Print the listing below line for line, leaving out the pictures.
[START]
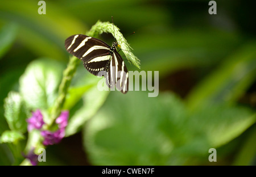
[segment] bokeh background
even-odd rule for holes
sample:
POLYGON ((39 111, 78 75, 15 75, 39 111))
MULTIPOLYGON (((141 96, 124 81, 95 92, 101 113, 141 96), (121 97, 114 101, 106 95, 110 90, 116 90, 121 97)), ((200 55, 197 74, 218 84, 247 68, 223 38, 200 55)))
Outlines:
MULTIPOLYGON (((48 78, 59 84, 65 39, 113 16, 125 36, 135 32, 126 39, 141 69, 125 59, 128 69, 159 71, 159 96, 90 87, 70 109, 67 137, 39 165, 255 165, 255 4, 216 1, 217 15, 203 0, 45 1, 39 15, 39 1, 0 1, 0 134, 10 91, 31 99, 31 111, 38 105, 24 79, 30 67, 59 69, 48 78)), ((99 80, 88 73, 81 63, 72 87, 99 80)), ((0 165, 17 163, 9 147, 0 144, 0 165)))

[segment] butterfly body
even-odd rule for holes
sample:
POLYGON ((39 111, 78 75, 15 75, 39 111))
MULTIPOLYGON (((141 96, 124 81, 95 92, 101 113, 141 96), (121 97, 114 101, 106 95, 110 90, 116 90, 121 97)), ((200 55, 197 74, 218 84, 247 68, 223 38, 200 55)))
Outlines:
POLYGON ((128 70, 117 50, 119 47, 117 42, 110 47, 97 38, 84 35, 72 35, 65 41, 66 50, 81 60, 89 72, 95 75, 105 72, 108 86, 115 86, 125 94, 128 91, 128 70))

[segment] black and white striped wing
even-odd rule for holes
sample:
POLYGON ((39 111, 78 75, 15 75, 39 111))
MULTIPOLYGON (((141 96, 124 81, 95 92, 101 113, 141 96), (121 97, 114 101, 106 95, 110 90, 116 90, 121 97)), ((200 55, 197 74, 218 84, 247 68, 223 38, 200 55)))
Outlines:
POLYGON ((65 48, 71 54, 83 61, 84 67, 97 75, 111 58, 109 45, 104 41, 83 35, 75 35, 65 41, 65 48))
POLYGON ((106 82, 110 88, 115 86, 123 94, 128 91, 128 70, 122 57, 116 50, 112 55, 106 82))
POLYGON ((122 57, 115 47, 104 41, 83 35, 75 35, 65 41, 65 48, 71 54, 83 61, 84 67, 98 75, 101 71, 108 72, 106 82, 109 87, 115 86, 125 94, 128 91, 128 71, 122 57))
[END]
• [Response below]:
[segment] bokeh background
even-odd rule for holes
sample:
POLYGON ((39 111, 78 75, 15 75, 39 111))
MULTIPOLYGON (((141 96, 124 81, 95 92, 101 113, 141 96), (121 97, 114 101, 106 95, 110 90, 116 90, 121 97)), ((200 55, 197 74, 218 84, 247 68, 223 38, 200 55)))
Outlines:
MULTIPOLYGON (((48 78, 59 84, 65 39, 113 16, 125 36, 135 32, 126 39, 141 69, 125 59, 128 69, 159 71, 159 96, 90 87, 70 109, 67 137, 39 165, 255 165, 255 4, 216 1, 217 15, 203 0, 45 1, 39 15, 39 1, 0 1, 0 134, 10 91, 31 99, 31 111, 38 105, 24 79, 30 67, 59 69, 48 78)), ((99 80, 88 73, 81 63, 72 87, 99 80)), ((0 165, 17 163, 9 147, 0 144, 0 165)))

[segment] butterfly body
even-odd rule for holes
sample:
POLYGON ((39 111, 78 75, 15 75, 39 111))
MULTIPOLYGON (((141 96, 124 81, 95 92, 101 113, 141 96), (121 97, 114 101, 106 95, 110 90, 116 90, 121 97)), ((200 55, 197 74, 218 84, 247 68, 223 38, 200 55)))
Outlines:
POLYGON ((128 70, 117 50, 119 47, 117 42, 110 47, 97 38, 84 35, 72 35, 65 41, 66 50, 81 60, 89 72, 95 75, 105 72, 108 86, 115 86, 125 94, 128 91, 128 70))

[segment] black and white striped wing
even-odd rule for holes
sample:
POLYGON ((39 111, 78 75, 15 75, 39 111))
MULTIPOLYGON (((141 96, 124 81, 95 92, 101 113, 141 96), (121 97, 114 101, 106 95, 110 90, 116 90, 121 97)), ((200 55, 197 74, 218 84, 247 68, 223 38, 200 55)))
Outlines:
POLYGON ((65 48, 71 54, 83 61, 84 67, 97 75, 111 58, 109 45, 104 41, 83 35, 75 35, 65 41, 65 48))
POLYGON ((106 82, 110 88, 115 86, 123 94, 128 91, 128 70, 122 57, 116 50, 112 55, 106 82))
POLYGON ((122 57, 115 47, 104 41, 83 35, 75 35, 65 41, 65 48, 71 54, 83 61, 84 67, 98 75, 101 71, 108 72, 106 82, 109 87, 115 86, 125 94, 128 91, 128 71, 122 57))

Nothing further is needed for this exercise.